Could you set down exactly the lines in the records below between the line holding "the car side" and the line holding "of the date", inclusive?

• [EXTRACTED RECORDS]:
⁂

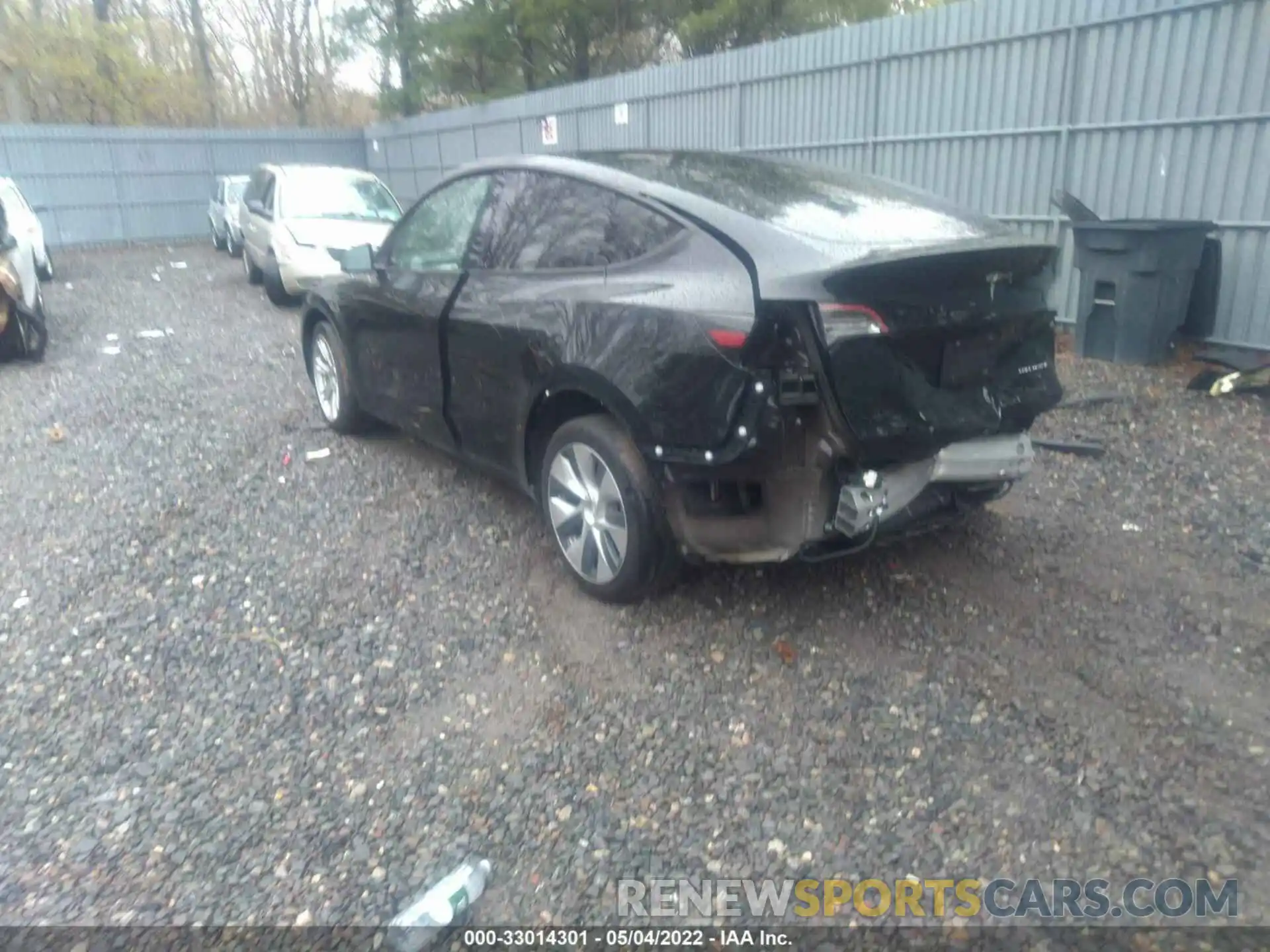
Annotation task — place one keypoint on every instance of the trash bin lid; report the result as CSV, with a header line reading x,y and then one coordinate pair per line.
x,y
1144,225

⁂

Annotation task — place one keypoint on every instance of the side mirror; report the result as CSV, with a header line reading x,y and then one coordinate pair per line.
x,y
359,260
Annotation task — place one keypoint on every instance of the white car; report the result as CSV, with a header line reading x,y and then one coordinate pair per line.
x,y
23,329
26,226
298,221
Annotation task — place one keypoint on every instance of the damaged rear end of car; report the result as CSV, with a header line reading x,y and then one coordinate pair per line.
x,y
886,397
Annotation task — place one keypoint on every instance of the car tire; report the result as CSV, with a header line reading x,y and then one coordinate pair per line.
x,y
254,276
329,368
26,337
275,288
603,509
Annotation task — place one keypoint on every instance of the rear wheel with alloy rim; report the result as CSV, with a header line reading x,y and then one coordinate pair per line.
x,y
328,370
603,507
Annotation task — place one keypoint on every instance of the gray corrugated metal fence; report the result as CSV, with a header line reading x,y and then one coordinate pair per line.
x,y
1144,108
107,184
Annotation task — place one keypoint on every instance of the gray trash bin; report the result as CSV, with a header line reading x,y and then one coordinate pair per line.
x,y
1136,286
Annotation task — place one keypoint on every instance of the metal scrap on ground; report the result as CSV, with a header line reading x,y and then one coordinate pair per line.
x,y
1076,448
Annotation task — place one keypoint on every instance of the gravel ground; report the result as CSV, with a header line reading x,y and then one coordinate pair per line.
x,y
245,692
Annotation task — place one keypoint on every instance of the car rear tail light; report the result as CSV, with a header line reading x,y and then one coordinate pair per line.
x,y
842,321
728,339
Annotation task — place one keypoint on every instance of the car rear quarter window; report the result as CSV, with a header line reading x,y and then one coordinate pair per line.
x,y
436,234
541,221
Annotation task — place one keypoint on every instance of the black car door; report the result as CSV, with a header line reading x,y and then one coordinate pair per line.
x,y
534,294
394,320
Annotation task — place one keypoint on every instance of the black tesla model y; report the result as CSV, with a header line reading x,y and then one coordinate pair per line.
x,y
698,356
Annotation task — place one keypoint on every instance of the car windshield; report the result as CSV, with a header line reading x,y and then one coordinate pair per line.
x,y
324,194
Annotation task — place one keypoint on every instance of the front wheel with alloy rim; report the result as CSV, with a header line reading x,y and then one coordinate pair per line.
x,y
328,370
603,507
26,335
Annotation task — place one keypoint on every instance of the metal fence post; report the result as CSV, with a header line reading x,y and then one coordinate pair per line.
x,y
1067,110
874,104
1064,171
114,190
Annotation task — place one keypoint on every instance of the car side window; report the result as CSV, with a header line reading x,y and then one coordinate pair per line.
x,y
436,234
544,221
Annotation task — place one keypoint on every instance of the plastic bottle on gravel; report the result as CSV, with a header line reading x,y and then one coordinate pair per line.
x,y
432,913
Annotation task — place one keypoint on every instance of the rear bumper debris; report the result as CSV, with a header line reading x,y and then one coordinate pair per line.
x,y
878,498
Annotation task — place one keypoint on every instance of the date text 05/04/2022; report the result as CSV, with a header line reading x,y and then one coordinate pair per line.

⁂

• [PROBLEM SOLUTION]:
Annotation task — place one keypoint on every instance of the car side window; report the result as CSV, with a header line reading x,y and then one coordinate pair per line.
x,y
436,234
544,221
Annotation task — place one keypoint on every instance of the plastic bottle on gravel; report the result as CSV, with a header line reading x,y and then one coordinate pair per line.
x,y
432,913
Annotation task — place one keypoint on every instance of the rear bumper debris; report the result as CSV, with a header line reading x,y and then one coordinate pair per line.
x,y
878,498
Annotation task — place one keypoint on every instance of the date text 05/04/2022; report the result as CSV, with a header line reading x,y and then one coordinate pair per line.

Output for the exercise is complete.